PASSAGE:
-*-

Insights

In brief - Common building materials now less likely to be categorised as "waste"

In the recent decision of Environment Protection Authority v Terrace Earthmoving Pty Ltd & Page [2012] NSWLEC 216, the Land and Environment Court has taken a common sense approach to the interpretation of the definition of "waste" under the Protection of the Environment Operations Act 1997 (NSW) (POEO Act).

Terrace Earthmoving engaged to excavate and place fill material for road

In approximately November 2005, the owner of land at Williamtown NSW engaged the services of Terrace to construct a road at his property, which involved excavation and placement of fill material into the proposed road area. Fill material was obtained from sites at which Terrace was carrying out demolition or excavation works and was generally comprised of broken concrete, bricks, tiles, soil and rock.

Terrace was charged by the Environment Protection Authority (EPA) with two offences under section 143(1)(a) of the POEO Act for the alleged unlawful transport of waste to the property. The director of Terrace was also charged with an identical offence under the POEO Act. Each of the parties pleaded not guilty to the charges.

Two different definitions of "waste" due to legislative amendment

The court held that "transport" of waste in section 143 of the POEO Act means to take or carry from one place to another. The first element of the offence, being the transportation of a substance is complete when is it transported to and arrives at a "place". Secondly, the substance transported must be categorised as "waste" within the POEO Act at the time of transportation.

-*-

WRITTEN PROBLEM: Reproduce word for word the part of the passage on the Terrace Earthmoving decision starting with "In approximately November" and going on through "to the charges.".

COLLECTED DATA:
-*-

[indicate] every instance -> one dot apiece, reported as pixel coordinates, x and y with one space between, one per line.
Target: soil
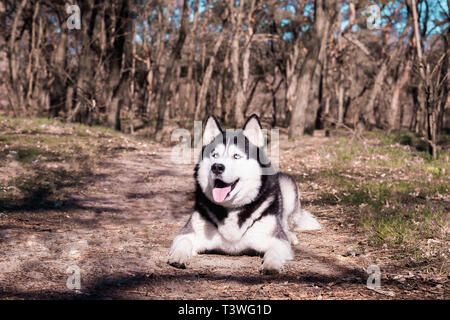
119 225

-*-

THE RESULT:
In approximately November 2005, the owner of land at Williamtown NSW engaged the services of Terrace to construct a road at his property, which involved excavation and placement of fill material into the proposed road area. Fill material was obtained from sites at which Terrace was carrying out demolition or excavation works and was generally comprised of broken concrete, bricks, tiles, soil and rock.

Terrace was charged by the Environment Protection Authority (EPA) with two offences under section 143(1)(a) of the POEO Act for the alleged unlawful transport of waste to the property. The director of Terrace was also charged with an identical offence under the POEO Act. Each of the parties pleaded not guilty to the charges.